* What you will do
Count the lines in the rows below that contain the string "white", treating case as significant, and give only the number.

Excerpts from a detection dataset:
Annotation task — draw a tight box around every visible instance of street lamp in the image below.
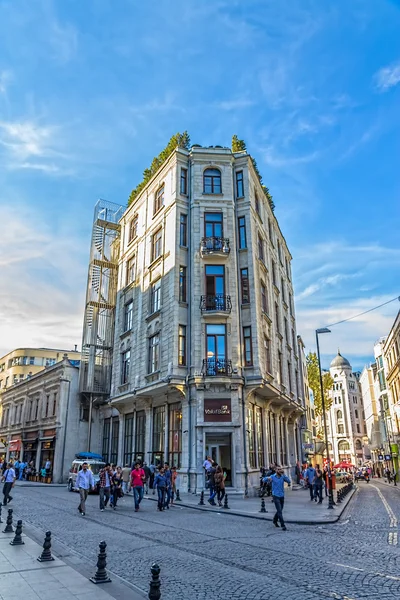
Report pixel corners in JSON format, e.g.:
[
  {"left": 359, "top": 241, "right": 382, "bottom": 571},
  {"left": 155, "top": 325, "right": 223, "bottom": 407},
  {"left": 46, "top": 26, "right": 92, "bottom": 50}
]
[{"left": 315, "top": 327, "right": 334, "bottom": 508}]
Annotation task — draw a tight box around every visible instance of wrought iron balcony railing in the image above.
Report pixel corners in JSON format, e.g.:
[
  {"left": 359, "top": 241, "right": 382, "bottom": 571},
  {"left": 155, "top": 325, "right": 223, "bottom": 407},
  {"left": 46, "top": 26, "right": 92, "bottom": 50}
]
[
  {"left": 202, "top": 358, "right": 232, "bottom": 377},
  {"left": 200, "top": 294, "right": 232, "bottom": 313},
  {"left": 200, "top": 237, "right": 231, "bottom": 254}
]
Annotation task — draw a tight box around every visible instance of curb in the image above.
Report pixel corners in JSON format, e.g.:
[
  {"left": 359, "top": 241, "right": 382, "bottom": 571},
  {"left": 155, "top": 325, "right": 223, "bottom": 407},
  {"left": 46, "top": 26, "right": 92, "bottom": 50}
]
[{"left": 145, "top": 488, "right": 357, "bottom": 525}]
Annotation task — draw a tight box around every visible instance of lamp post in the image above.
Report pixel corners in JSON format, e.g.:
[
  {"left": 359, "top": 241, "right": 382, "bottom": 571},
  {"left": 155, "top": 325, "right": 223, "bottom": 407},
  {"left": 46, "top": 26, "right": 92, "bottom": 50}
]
[{"left": 315, "top": 327, "right": 334, "bottom": 509}]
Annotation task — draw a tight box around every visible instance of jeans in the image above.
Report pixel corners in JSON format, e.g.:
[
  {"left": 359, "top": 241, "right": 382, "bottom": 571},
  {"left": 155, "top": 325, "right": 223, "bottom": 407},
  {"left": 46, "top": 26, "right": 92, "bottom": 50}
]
[
  {"left": 78, "top": 488, "right": 89, "bottom": 512},
  {"left": 99, "top": 487, "right": 110, "bottom": 510},
  {"left": 157, "top": 487, "right": 165, "bottom": 510},
  {"left": 132, "top": 485, "right": 144, "bottom": 508},
  {"left": 272, "top": 496, "right": 285, "bottom": 527}
]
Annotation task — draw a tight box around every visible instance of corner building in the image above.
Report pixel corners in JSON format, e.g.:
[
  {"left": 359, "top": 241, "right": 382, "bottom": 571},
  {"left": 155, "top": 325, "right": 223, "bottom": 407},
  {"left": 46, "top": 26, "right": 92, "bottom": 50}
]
[{"left": 101, "top": 147, "right": 304, "bottom": 493}]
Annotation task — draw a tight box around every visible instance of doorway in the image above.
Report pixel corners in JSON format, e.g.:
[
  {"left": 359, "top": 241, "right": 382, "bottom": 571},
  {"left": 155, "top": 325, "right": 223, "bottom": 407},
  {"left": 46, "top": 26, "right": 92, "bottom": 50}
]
[{"left": 206, "top": 433, "right": 232, "bottom": 487}]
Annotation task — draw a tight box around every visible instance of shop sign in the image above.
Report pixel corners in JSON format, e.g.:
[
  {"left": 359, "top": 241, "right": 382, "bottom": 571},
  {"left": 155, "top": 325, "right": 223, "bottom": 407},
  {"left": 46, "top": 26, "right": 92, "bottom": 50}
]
[{"left": 204, "top": 398, "right": 232, "bottom": 422}]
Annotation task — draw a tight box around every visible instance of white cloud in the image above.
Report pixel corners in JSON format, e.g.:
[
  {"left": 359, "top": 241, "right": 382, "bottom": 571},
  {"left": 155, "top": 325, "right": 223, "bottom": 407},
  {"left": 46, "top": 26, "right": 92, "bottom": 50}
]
[{"left": 375, "top": 62, "right": 400, "bottom": 92}]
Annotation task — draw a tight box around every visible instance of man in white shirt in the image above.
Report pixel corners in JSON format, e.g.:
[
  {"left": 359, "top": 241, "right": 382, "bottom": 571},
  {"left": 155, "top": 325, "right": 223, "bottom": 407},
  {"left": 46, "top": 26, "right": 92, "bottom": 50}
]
[
  {"left": 75, "top": 463, "right": 94, "bottom": 517},
  {"left": 1, "top": 463, "right": 15, "bottom": 506}
]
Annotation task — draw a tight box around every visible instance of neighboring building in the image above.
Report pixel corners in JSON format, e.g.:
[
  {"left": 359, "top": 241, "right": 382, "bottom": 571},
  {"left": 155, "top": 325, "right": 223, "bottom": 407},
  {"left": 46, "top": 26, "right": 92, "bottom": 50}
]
[
  {"left": 328, "top": 352, "right": 369, "bottom": 466},
  {"left": 0, "top": 354, "right": 88, "bottom": 482},
  {"left": 83, "top": 141, "right": 304, "bottom": 491},
  {"left": 0, "top": 346, "right": 81, "bottom": 397}
]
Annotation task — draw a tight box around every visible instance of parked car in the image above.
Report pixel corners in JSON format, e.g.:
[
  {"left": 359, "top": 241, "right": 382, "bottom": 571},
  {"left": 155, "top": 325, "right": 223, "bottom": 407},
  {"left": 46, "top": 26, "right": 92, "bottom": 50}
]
[{"left": 68, "top": 452, "right": 106, "bottom": 494}]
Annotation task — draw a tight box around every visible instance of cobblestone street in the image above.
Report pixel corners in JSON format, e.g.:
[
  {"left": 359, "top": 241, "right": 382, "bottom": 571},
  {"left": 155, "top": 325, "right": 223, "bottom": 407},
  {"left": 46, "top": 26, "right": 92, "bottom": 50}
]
[{"left": 6, "top": 480, "right": 400, "bottom": 600}]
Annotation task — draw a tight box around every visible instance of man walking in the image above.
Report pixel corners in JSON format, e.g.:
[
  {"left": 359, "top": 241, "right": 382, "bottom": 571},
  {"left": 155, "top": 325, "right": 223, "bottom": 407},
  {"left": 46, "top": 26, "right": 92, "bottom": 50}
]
[
  {"left": 1, "top": 463, "right": 15, "bottom": 506},
  {"left": 75, "top": 463, "right": 94, "bottom": 517},
  {"left": 131, "top": 462, "right": 146, "bottom": 512},
  {"left": 99, "top": 463, "right": 112, "bottom": 512},
  {"left": 304, "top": 464, "right": 315, "bottom": 502},
  {"left": 268, "top": 467, "right": 291, "bottom": 531}
]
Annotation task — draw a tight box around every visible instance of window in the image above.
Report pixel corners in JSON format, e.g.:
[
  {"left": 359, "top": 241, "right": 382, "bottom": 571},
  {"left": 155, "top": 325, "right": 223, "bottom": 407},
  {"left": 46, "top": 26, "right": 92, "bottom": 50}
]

* Answer in full
2